Passage for review ::
Some smart reflections here on the overarching importance of not to be postponed ONE HEALTH ONE WORLD mindset in today’s planetary arena at the intersection of human, animal and environmental contexts
By Kirubel Workiye Gebretsadik
Medical Doctor and Master of Public Health student
Addis Ababa, Ethiopia
ONE HEALTH ONE WORLD
There is a health day on November 3. This day is meant to honor and draw attention to the idea of “one health, one globe.”
Animal health, and shared environmental health are all directly related to human health.
One health is a transdisciplinary, multisectoral, and collaborative strategy. In addition to addressing health issues, including the rise of infectious illnesses, antibiotic resistance, and food safety, collaboration across sectors and disciplines also helps to promote the health and integrity of our ecosystems. One Health, according to WHO, may cover the complete spectrum of disease control, from prevention to detection, readiness, response, and management, and contribute to global health security by tying humans, animals, and the environment together.
Tedros Adhanom Ghebreyesus, director-general of WHO, commented on one health, saying: “We need to develop a more thorough and integrated one health governance framework at the global level. We require a capable labor force, a political commitment, and ongoing financial support. To bring about the change we need, we must adopt a more proactive communication and engagement strategy across sectors, disciplines, and communities.

Source data ::
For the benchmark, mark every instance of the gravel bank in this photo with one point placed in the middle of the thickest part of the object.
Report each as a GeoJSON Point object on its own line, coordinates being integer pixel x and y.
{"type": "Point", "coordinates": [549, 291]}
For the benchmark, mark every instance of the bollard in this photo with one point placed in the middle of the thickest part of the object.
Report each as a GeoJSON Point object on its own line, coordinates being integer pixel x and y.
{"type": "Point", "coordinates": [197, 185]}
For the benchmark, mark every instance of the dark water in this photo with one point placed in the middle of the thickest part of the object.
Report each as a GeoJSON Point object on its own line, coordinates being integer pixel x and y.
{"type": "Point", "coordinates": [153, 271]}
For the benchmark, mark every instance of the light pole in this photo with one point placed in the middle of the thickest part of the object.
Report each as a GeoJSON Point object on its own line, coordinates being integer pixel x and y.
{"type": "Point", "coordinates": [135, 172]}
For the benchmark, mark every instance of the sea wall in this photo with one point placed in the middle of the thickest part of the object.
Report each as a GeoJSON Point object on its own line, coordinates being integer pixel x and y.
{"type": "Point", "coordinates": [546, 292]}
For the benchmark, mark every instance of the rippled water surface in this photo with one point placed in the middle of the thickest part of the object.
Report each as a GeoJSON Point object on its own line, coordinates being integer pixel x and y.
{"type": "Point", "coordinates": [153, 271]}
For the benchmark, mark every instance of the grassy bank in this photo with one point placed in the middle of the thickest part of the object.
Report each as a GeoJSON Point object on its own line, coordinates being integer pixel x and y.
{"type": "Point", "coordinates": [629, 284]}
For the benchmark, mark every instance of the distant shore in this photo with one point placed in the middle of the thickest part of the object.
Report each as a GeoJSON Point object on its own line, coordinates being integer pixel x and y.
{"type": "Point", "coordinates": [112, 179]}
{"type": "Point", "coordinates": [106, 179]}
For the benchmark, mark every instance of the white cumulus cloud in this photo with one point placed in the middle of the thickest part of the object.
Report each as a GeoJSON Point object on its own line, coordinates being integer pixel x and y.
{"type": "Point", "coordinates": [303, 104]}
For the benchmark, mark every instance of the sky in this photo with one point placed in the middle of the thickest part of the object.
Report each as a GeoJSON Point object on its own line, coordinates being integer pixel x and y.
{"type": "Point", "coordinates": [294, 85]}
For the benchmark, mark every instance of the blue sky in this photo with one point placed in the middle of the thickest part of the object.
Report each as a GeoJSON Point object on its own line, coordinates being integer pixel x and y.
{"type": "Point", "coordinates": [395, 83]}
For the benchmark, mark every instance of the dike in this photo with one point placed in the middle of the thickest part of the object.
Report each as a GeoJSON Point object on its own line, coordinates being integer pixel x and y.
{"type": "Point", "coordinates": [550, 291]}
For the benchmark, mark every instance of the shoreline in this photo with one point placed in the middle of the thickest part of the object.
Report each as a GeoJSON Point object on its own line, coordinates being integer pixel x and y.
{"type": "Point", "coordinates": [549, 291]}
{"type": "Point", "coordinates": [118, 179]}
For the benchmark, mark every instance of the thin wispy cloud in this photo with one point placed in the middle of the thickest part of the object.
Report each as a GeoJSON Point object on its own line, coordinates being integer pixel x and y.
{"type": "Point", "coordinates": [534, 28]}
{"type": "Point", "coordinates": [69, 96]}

Tasks to complete ::
1) From the One Health article, output the part that opens with the words containing "Tedros Adhanom Ghebreyesus, director-general" and closes with "disciplines, and communities.", copied exactly.
2) In one to three sentences, explain how, according to WHO as cited in the One Health article, One Health may contribute to global health security.

Answers in order ::
1)
Tedros Adhanom Ghebreyesus, director-general of WHO, commented on one health, saying: “We need to develop a more thorough and integrated one health governance framework at the global level. We require a capable labor force, a political commitment, and ongoing financial support. To bring about the change we need, we must adopt a more proactive communication and engagement strategy across sectors, disciplines, and communities.

2) According to WHO, One Health contributes to global health security by tying humans, animals, and the environment together. It may also cover the complete spectrum of disease control, from prevention to detection, readiness, response, and management.